Selected text
* Start *

# Quantum Front, Rear Sway bars and strut bars



## bimrpwr (Jun 9, 2008)

So i want to get a better front sway bar, add a rear sway bar and get strut bars for the wagon. I am going to auto-x the car and even do track events this next year so this stuff is on my list of to do's before spring along with some other performance items.

So my question is what can i use for the front/rear sway bars. Strut braces i will most likely make them unless someone knows what other cars will work.

This is on a 85 VW Quantum Wagon.


----------



## jlw (Sep 18, 2010)

QSW front sways are a fair amount thicker then regular q's and are a direct fit.. the non syncro rear axle is the same as all mkII's, so you can use most aftermarket mkII sways or torsion bars. I added a shine bar that i pulled from a yard, to the rear beam of my sedan that made a huge difference coupled with my coilovers..

Dunno bout strut braces for the wagons, but they're easy enough to fabricate as you mentioned..


----------



## bimrpwr (Jun 9, 2008)

jlw said:


> QSW front sways are a fair amount thicker then regular q's and are a direct fit.. the non syncro rear axle is the same as all mkII's, so you can use most aftermarket mkII sways or torsion bars. I added a shine bar that i pulled from a yard, to the rear beam of my sedan that made a huge difference coupled with my coilovers..
> 
> Dunno bout strut braces for the wagons, but they're easy enough to fabricate as you mentioned..


Thanks. I will be on a hunt for the front sway from a QSW then and i think i know where a rear sway is at from a MKII.


----------

* End *

Source material

* Start *

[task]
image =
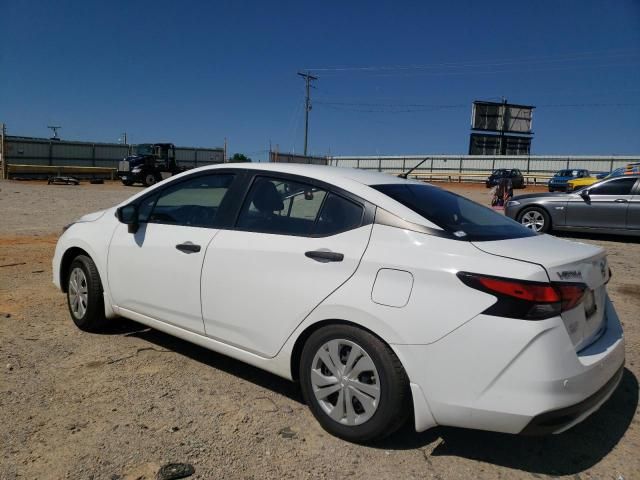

* End *

Answer these from the forum thread on Quantum sway bars and strut bars:
1. What car is the original poster working on?
2. According to jlw, which rear axle is the same as all MkII's?
3. In the final post, what car does the original poster plan to get a front sway bar from?

Written reply
1. An '85 VW Quantum Wagon.
2. The non-syncro rear axle.
3. A QSW.